Now that I’ve graduated college and have a job telling poop jokes to strangers online, I feel like a true grown man. As an official adult, it’s come to my attention that I need hobbies outside of getting belligerently drunk. Turns out, for men, there truly aren’t too many hobbies to choose from. So, in an effort to decide what type of guy I’ll be for the rest of my life, I’ve made a complete breakdown of all of my options. Here are the pros and cons of male hobbies.
Meat Smoking
Pros
- It’s basically just eating
- Most time is spent drinking beer on the couch waiting for the meats to be ready
- Can make funny puns such as “wanna taste my meat?” or “how do you like my meat in your mouth?”
Cons
- Meat smokers are very expensive
- Takes a very long time to smoke meats
- You will definitely get fat
Golf
Pros
- Alcohol and cigars are highly encouraged
- You can bet on it with friends or play yourself
- Can be good for business
Cons
- Weather plays a factor (could be too hot or cold)
- Will make you hate yourself
Fishing
Pros
- Potential free dinner
- Drinking will not affect skill
- Assert your dominance on feeble-minded fish
Cons
- Could go all day and not catch anything
- Smells like worms and fish guts
Woodworking
Pros
- You can make yourself a rocking chair to rot and die in
Cons
- Chances are you’ll lose a finger at some point
- Extremely lonely
- Wife will resent you for taking up entire garage
Weight lifting
Pros
- You will be the scariest guy in most places
- Bar fights will become way more fun
- Exercise
Cons
- No one will care about your PRs no matter how much you tell them
- Going to the gym sucks
Motorcycles
Pros
- You can finally join a gang!
_ _ _ _
## Written request A
Decide whether each statement agrees with the hobbies piece. Answer yes or no for each, and quote the words that decide it.
(i) The piece gives cost as a drawback of meat smoking.
(ii) The piece says drinking hurts your skill at fishing.
(iii) The piece gives weather as a drawback of golf.
## Written request B
Answer these from the hobbies piece:
(i) What can you make yourself through woodworking?
(ii) According to the weight lifting section, what will no one care about?
(iii) What does the piece say motorcycles let you finally join?
Use only the hobbies piece.

## Given entries
_ _ _ _
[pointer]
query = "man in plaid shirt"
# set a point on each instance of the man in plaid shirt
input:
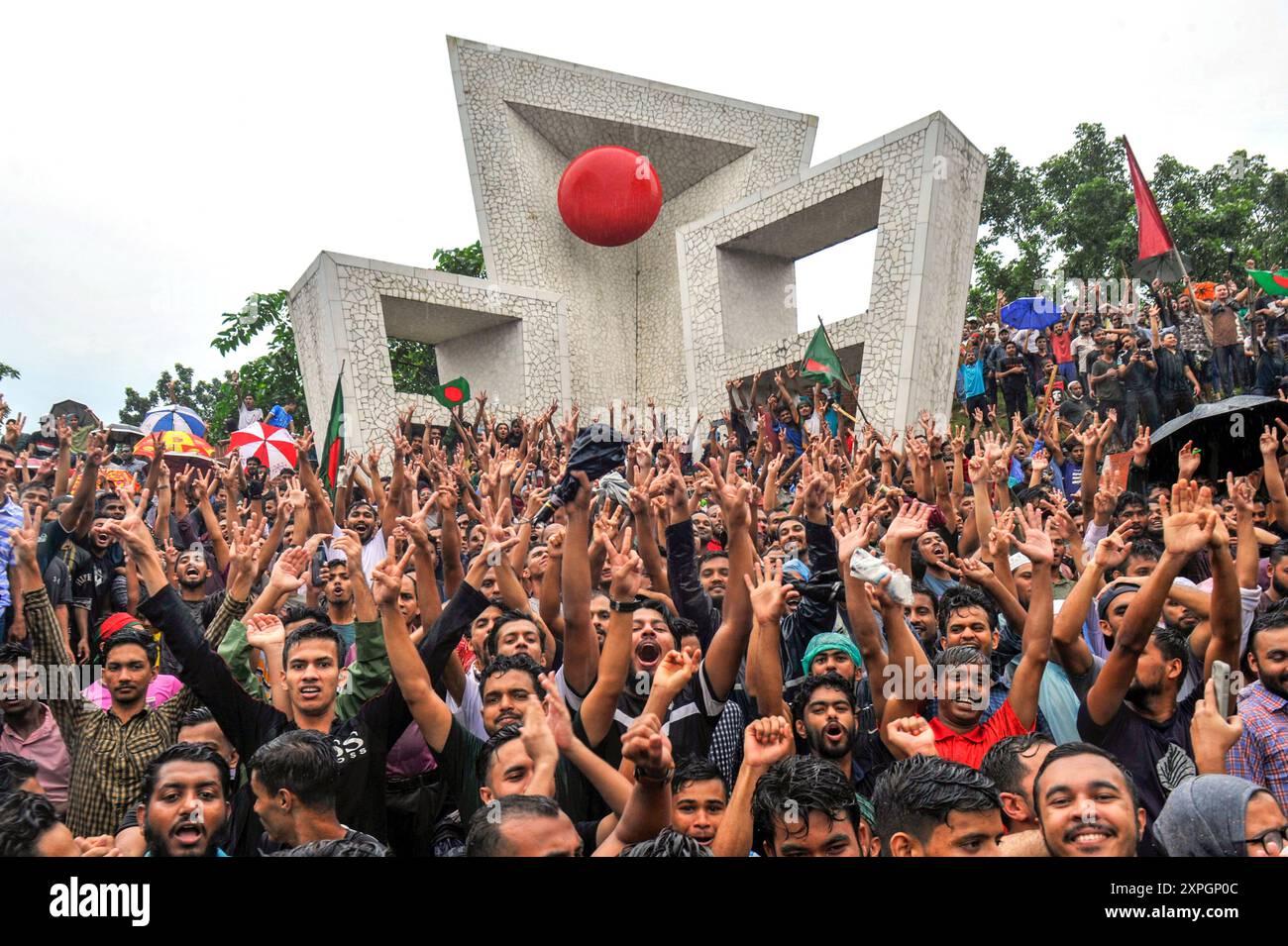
_ _ _ _
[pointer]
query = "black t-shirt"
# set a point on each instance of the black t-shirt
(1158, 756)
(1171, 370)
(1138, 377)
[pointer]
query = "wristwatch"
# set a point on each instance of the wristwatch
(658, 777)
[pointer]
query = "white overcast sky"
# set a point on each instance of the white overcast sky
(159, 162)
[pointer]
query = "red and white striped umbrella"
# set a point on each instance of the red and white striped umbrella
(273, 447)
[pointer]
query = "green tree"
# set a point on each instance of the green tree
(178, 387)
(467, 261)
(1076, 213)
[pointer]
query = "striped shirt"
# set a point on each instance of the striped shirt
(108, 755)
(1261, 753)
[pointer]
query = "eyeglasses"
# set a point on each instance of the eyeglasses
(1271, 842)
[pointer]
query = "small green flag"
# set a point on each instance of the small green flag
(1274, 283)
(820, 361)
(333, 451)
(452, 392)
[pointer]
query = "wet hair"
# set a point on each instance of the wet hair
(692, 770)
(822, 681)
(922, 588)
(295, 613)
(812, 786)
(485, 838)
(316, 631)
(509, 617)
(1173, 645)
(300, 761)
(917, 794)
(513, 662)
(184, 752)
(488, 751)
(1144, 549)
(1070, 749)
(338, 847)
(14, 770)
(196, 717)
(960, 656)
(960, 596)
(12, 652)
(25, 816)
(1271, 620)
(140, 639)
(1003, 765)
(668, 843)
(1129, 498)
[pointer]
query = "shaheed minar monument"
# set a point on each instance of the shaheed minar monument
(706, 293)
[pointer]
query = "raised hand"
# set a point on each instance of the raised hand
_ _ _ _
## Output A
(i) Yes: "Meat smokers are very expensive"
(ii) No: "Drinking will not affect skill"
(iii) Yes: "Weather plays a factor (could be too hot or cold)"

## Output B
(i) A rocking chair to rot and die in
(ii) Your PRs, no matter how much you tell them
(iii) A gang